## BEGIN DOCUMENT EXCERPT

China Lets In Some Light

Visit by three American clergy highlights new moves by Beijing for open dialogue on human rights.

For two Buddhist nuns jailed in Tibet - oceans and ages away from the US - a meeting with American clergy might have seemed like a dream.

Despite the presence of Communist officials, the two could tell the world for the first time about their journey from a nunnery to prison for antigovernment protests.

This encounter in the "Place of the Gods," as the Tibetan capital is called, was triggered by another meeting, in October, between the Chinese and US presidents.

Jiang Zemin and Bill Clinton then agreed to widen bilateral contacts as a way to replace confrontation with cooperation in human rights. Beijing's permission to let a group of American religious leaders travel in China last month was the first mission toward that goal.

During Mao's 1949-76 reign, "there was zero religious tolerance," says Rabbi Arthur Schneier, who headed the delegation. Even recently, China saw criticism of rights abuses as "plots to overthrow communism."

"So our meeting with China's top leaders to discuss religious freedom was an unprecedented breakthrough," he adds.

The three American clerics began their tour of China in February with a rare visit to the heavily guarded, maze-like section of the Forbidden City that serves as the party's headquarters, says Archbishop Theodore McCarrick.

"We were very pleased Jiang Zemin opened the door to a dialogue on religious freedom," says the archbishop of a meeting with China's top leader. "Of course Jiang did not agree with everything we said, but he seemed friendly and listened carefully to our concerns."

Mr. Jiang many be opening many Chinese doors as the country moves toward the 21st century. He "seems to have undergone an epiphany since his state visit to the US, and is now much more willing to forge stronger ties with the West," says a senior government official here.

Indeed, there are myriad signs that as China moves onto the global stage as a growing power, it is stepping up a dialogue on its treatment of political and religious activists. And Beijing's long-held stance that human rights cannot be enforced across national boundaries is beginning to show cracks:

* In the last year, Beijing has opened or renewed rights talks with the European Union, England, Norway, Japan, and Canada.

* Several months ago, China allowed a United Nations delegation to interview detainees at prisons and labor camps, and is now negotiating with the International Committee of the Red Cross on similar visits.

## END DOCUMENT EXCERPT

SET EXERCISE A
In the article on China's human rights dialogue, who headed the delegation of American religious leaders?
SET EXERCISE B
Condense the paragraph of the China human rights article that begins "Jiang Zemin and Bill Clinton then agreed" into one shorter sentence that keeps its main facts.
SET EXERCISE C
Continue the article on China's opening to human rights dialogue, picking up after its final point.

## BEGIN DATASET EXCERPTS

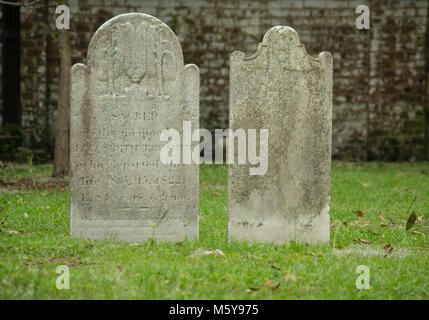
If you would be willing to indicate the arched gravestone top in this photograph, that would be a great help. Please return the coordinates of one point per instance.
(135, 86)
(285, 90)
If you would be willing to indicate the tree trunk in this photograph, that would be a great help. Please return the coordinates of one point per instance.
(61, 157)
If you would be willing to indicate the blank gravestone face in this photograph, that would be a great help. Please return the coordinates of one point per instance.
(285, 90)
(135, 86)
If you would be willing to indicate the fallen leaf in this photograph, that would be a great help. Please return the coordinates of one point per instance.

## END DATASET EXCERPTS
## BEGIN DATASET EXCERPTS

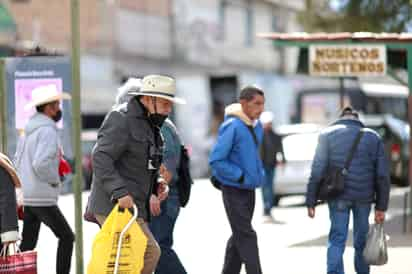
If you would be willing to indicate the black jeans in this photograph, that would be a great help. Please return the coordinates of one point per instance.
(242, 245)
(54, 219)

## END DATASET EXCERPTS

WRITTEN RESPONSE A
Rabbi Arthur Schneier

WRITTEN RESPONSE B
Jiang Zemin and Bill Clinton agreed to widen bilateral contacts so that cooperation would replace confrontation on human rights, and Beijing's letting American religious leaders travel in China last month was the first mission toward that goal.

WRITTEN RESPONSE C
* After signing a UN pact on economic and social rights, China's leaders invited the UN Commissioner for Human Rights to a meeting in Beijing.

* Beijing recently opened contacts with one of its staunchest critics, Amnesty International, and plans further talks soon.

"Our meeting with Amnesty could be seen in the West as a big step forward," says Zhu Muzhi, head of the semiofficial China Society for Human Rights. "Our view is that if we are treated as equals, we are willing to talk to anyone," says Mr. Zhu.

To be sure, one aim of China's three-year-old rights society is to deflect international criticism. "We hope that meeting with Amnesty will stop the group from writing reports that slander China in the global arena," he says.

Similarly, US State Department reviews outlining Beijing's use of police and prisons to silence outspoken priests and pro-democracy figures "depict China as a defendant in an American-manipulated trial," says Zhu. "Confrontation makes us enemies."

On the other hand, the recent US decision to drop sponsorship of a UN resolution criticizing Beijing "opens the door to dialogue on rights issues," Zhu says.

Despite the mixed signals, Beijing is forming ties with emissaries of religious or political liberty from the West who even a few years ago would have been labeled enemies of China. "China is beginning to realize as it takes a greater role in the world that it should adhere to international standards," Rabbi Schneier says.

During their two-week trip to China, the American clergy met with leaders of every religious stripe, including Muslim and Taoist figures, and talked with clerics both within and outside officially approved churches.

Beijing requires all religious groups to register with the government, and - somewhat ironically - to pledge allegiance to the officially atheistic Communist Party. Leaders of underground "house churches" who fail to register are subject to harassment, detention, or worse, according to the State Department's most recent report on China.

The US religious delegation raised the issue of registration during talks here, and "made a case for the release of some 30 religious figures who seem to be prisoners of conscience," says McCarrick. Although one has already been freed, the group has received no promises on those still in jail, he adds.

When the group met the two nuns held in one of Tibet's most notorious prisons several weeks ago, their names were added to the plea for clemency. The delegation, which traveled to Tibet's capital during one of the region's most important religious holidays, "asked for an amnesty in the spirit of the Tibetan New Year," says Schneier.

Altogether, "100 of the 600 inmates at the prison had been monks or nuns," says Schneier, who adds that the pardon request has not been answered.

Last week, Beijing said it intended to sign the UN Covenant on Civil and Political Rights, which requires members to guarantee its citizens democratic elections, freedom of speech, and the right to freely practice religion. "Even after we sign the covenant, China will never allow the chaotic protests that sometimes shake America," says Huang Nansen, another China rights society official. "But China's journey toward increased freedom is irreversible, and it is backed by the leadership," he adds.

A Western official here says that while some human rights groups may be disappointed about Washington's softer stance toward Beijing, the policy is already showing signs of bringing about long-range, systematic improvements here. "That trend can only be strengthened with wider Chinese-American contacts," he says.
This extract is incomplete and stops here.